(Short exercise) Beginning with the line where "Each instance receives one keypoint. Mark the green tree" appears, restate the lines word for word through the last one in the listing.

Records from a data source
Begin
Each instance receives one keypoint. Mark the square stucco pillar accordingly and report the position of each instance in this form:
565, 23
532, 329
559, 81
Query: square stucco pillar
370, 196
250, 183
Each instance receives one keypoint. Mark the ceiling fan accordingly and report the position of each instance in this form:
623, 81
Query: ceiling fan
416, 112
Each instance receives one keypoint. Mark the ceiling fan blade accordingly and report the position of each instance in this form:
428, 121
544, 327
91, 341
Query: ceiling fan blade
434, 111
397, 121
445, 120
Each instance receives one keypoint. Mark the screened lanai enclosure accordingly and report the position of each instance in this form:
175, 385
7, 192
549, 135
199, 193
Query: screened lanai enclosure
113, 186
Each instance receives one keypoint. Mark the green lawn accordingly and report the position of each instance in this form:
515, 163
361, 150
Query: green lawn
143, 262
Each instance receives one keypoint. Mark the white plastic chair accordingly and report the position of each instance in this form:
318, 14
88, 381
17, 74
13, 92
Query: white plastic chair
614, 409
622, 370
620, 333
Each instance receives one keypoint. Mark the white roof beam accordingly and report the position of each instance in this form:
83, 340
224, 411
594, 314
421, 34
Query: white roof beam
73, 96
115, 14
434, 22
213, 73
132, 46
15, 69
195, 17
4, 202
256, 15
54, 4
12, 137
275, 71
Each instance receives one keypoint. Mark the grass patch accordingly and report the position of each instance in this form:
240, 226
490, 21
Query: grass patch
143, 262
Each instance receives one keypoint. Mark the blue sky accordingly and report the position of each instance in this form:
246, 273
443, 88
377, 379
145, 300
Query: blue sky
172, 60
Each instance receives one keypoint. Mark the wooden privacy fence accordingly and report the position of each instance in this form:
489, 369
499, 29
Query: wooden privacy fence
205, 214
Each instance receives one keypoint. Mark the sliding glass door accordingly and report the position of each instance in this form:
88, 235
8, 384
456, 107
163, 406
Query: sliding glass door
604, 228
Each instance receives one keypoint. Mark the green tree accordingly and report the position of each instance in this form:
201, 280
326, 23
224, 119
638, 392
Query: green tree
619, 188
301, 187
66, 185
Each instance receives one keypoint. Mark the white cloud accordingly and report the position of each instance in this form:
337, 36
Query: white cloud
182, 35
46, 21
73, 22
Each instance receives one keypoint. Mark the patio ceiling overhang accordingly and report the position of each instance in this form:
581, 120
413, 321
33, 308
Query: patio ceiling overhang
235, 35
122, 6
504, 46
End
(Response to this exercise)
Each instance receives one keypoint. Mark the green tree accordingly and report the position of each instance in this form:
201, 280
326, 23
224, 119
638, 392
Query: green tree
619, 188
301, 187
66, 185
Each instance receives one keypoint. Mark the white cloud accordingly and report the position of each instance in this form:
337, 36
Query: white cloud
182, 35
46, 21
73, 22
Each instance receives one keypoint. Mark the patio ceiling overhang accordingly and report the position of each instance in this form:
581, 120
413, 321
33, 308
Query: patio ceiling overhang
235, 35
122, 6
504, 46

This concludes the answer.